__PASSAGE__
_ _ _ _ _ _ _
Equilibrium of Non-concurrent Force Systems

Translational Equilibrium: The sum of all external forces in every direction must be zero

$$\sum F_x = 0,\quad \sum F_y = 0,\quad \sum F_z = 0 \quad \text{(for 3D systems)}$$

Rotational Equilibrium: The sum of all moments about any point must also be zero

$$\sum M = 0$$

In engineering mechanics, a non-concurrent force system refers to a group of forces whose lines of action do not intersect at a single point. These forces may act on different parts of a rigid body and can include forces and moments (torques). To achieve equilibrium in such systems, a body must satisfy both conditions above.
_ _ _ _ _ _ _
__EXTRACTED ENTRIES__
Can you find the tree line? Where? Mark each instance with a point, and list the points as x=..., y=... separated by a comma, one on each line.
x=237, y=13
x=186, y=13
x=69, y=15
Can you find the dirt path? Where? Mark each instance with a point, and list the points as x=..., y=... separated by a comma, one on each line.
_ _ _ _ _ _ _
__REQUIRED ACTIONS__
A: In two sentences, summarize the passage on the equilibrium of non-concurrent force systems.
B: Reproduce the stretch of the equilibrium passage from "Equilibrium of Non-concurrent" through "both conditions above.".
C: Extend the passage on the equilibrium of non-concurrent force systems, starting after its final sentence.
The records come from a separate source and are unrelated to the equilibrium passage.

__THE ANSWERS__
A: A non-concurrent force system is a group of forces whose lines of action do not meet at a single point, and these forces may act on different parts of a rigid body and include forces and moments. For such a body to be in equilibrium, the sum of all external forces in every direction must be zero, and the sum of all moments about any point must also be zero.

B:
Equilibrium of Non-concurrent Force Systems

Translational Equilibrium: The sum of all external forces in every direction must be zero

$$\sum F_x = 0,\quad \sum F_y = 0,\quad \sum F_z = 0 \quad \text{(for 3D systems)}$$

Rotational Equilibrium: The sum of all moments about any point must also be zero

$$\sum M = 0$$

In engineering mechanics, a non-concurrent force system refers to a group of forces whose lines of action do not intersect at a single point. These forces may act on different parts of a rigid body and can include forces and moments (torques). To achieve equilibrium in such systems, a body must satisfy both conditions above.

C:
General Resultant of Non-concurrent Force Systems:

$$R = \sqrt{(\sum F_x)^2 + (\sum F_y)^2 + (\sum F_z)^2}$$

For Forces Lying on a 2D Plane Only

$$\tan(\theta) = \frac{\sum F_y}{\sum F_x}$$

Directional Cosines:

$\cos(\theta_x) = \frac{F_x}{F}$

$\cos(\theta_y) = \frac{F_y}{F}$

$\cos(\theta_z) = \frac{F_z}{F}$

The location of the resultant force is determined by Varignon's Theorem.

$$ R(d_x) = F_1(x_1) + F_2(x_2) + \cdots + F_n(x_n) $$ $$ R(d_y) = F_1(y_1) + F_2(y_2) + \cdots + F_n(y_n) $$

Problem 1:

a. Calculate the location of the resultant from point D.
b. Prove that the resultant force intersects point E (as indicated below)
c. Determine the distance d_x and d_y from point D to the resultant force and indicate the location relative to D.
d. Determine the distance from point B to the resultant force.
e. Resolve the system into a resultant-couple system.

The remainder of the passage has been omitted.